[[ Data to process, beginning ]]

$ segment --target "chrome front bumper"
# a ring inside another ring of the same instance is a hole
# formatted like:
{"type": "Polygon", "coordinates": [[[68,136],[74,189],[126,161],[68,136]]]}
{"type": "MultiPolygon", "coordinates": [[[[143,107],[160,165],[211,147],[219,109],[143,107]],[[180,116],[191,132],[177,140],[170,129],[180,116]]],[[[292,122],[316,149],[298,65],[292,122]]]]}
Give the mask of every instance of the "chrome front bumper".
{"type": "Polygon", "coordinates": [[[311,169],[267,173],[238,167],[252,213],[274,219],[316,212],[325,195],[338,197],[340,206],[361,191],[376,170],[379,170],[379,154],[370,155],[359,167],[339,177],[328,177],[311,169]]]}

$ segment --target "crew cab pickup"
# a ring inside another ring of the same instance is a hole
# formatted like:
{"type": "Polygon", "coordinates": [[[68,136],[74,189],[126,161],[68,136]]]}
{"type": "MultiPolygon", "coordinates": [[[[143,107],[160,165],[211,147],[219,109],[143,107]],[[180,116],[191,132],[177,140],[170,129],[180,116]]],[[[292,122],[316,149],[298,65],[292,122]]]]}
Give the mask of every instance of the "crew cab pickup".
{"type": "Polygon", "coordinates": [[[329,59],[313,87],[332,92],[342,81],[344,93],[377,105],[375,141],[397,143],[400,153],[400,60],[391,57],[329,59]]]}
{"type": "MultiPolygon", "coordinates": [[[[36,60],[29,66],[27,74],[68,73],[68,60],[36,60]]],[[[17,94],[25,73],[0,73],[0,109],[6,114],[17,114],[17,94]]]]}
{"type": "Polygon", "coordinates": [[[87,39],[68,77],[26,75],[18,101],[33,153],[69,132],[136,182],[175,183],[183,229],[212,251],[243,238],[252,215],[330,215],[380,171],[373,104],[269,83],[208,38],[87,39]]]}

[[ Data to process, end ]]
[[ Data to process, beginning ]]

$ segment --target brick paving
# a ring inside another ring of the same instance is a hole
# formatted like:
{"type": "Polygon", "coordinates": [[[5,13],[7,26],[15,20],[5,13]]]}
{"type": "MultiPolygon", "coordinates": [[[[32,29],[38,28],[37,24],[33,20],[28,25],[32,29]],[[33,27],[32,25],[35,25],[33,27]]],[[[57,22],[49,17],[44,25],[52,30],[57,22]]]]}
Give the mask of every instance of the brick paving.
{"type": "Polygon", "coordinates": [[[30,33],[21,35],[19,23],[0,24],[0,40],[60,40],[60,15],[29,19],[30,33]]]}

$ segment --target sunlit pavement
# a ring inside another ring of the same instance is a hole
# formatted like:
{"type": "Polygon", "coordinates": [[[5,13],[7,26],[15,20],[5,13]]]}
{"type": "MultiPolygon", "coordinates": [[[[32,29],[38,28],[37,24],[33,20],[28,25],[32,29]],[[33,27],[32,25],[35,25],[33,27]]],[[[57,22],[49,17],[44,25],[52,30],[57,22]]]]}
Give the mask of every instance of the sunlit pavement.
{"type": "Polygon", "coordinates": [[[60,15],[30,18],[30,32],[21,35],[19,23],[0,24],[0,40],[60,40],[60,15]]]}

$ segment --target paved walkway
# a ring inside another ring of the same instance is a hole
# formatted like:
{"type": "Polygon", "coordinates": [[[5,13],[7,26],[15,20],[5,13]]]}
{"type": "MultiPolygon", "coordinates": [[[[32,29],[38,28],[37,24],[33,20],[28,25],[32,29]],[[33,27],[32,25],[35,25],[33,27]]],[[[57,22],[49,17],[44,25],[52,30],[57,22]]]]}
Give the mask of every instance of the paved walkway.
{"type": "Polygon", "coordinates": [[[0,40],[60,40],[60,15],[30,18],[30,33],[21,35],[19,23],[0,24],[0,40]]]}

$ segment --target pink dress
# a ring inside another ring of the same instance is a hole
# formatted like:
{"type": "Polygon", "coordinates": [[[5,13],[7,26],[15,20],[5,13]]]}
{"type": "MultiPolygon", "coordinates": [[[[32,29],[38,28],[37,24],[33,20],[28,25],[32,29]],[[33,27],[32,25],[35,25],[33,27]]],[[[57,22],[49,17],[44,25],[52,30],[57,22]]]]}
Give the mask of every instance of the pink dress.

[[ Data to process, end ]]

* _Task prompt_
Read the listing. Report every line that includes the word "pink".

* _Solution for this exercise_
$ segment --target pink dress
Give the mask of every instance of the pink dress.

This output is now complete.